• _The data_
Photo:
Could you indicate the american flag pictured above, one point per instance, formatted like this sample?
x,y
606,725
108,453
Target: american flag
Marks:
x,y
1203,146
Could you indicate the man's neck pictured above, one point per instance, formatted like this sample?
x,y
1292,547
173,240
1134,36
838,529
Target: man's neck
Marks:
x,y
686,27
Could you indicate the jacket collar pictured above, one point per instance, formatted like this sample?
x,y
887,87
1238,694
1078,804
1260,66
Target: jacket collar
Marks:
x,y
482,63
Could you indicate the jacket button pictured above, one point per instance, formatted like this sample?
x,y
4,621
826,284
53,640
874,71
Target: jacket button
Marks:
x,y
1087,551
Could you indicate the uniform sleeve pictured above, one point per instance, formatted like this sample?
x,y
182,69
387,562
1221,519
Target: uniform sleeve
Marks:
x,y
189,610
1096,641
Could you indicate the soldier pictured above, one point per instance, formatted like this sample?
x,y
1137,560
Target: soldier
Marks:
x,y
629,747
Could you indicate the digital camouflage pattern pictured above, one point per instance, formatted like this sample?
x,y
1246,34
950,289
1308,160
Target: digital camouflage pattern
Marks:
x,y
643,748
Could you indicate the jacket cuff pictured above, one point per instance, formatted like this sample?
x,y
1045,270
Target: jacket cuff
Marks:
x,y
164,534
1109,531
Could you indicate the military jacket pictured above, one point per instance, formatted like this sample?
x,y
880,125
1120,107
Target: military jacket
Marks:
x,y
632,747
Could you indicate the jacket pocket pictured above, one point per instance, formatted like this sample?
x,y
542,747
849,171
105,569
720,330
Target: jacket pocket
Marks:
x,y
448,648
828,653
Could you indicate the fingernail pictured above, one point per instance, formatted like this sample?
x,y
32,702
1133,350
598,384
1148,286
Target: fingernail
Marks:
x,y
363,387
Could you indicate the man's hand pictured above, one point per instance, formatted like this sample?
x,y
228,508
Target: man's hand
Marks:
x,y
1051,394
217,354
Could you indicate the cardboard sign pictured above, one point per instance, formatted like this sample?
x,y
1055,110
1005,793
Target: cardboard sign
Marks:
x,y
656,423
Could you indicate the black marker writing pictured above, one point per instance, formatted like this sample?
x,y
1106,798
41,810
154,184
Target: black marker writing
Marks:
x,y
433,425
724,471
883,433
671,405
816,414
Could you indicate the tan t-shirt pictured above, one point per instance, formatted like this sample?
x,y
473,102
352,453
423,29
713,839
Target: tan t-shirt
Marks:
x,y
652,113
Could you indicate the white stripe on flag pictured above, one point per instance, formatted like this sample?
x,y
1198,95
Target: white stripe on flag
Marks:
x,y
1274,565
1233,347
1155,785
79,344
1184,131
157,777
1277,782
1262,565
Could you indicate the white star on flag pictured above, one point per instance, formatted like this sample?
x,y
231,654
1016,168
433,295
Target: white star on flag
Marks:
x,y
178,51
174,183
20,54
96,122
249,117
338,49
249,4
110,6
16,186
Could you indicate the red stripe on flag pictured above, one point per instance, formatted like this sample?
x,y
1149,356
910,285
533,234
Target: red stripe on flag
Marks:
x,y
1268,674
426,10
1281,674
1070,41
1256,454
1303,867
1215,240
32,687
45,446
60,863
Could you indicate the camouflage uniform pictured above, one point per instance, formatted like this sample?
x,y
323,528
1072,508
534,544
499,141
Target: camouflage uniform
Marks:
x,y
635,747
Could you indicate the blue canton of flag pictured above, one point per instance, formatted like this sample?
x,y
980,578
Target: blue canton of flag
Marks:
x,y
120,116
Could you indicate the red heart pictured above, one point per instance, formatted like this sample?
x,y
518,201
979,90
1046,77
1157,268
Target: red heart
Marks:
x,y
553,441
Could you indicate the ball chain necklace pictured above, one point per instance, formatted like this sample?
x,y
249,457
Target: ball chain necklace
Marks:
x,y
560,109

• _Written task_
Could you set out the lines above as a Markdown table with the columns "Row" and "Line", starting with the line that contains "Could you indicate the ball" and going on through the final line, leaving out any blank lines?

• _Solution to this problem_
| Row | Line |
|---|---|
| 1 | Could you indicate the ball chain necklace pictured above, one point per instance, formatted like this sample? |
| 2 | x,y |
| 3 | 249,457 |
| 4 | Target: ball chain necklace |
| 5 | Marks: |
| 6 | x,y |
| 7 | 560,109 |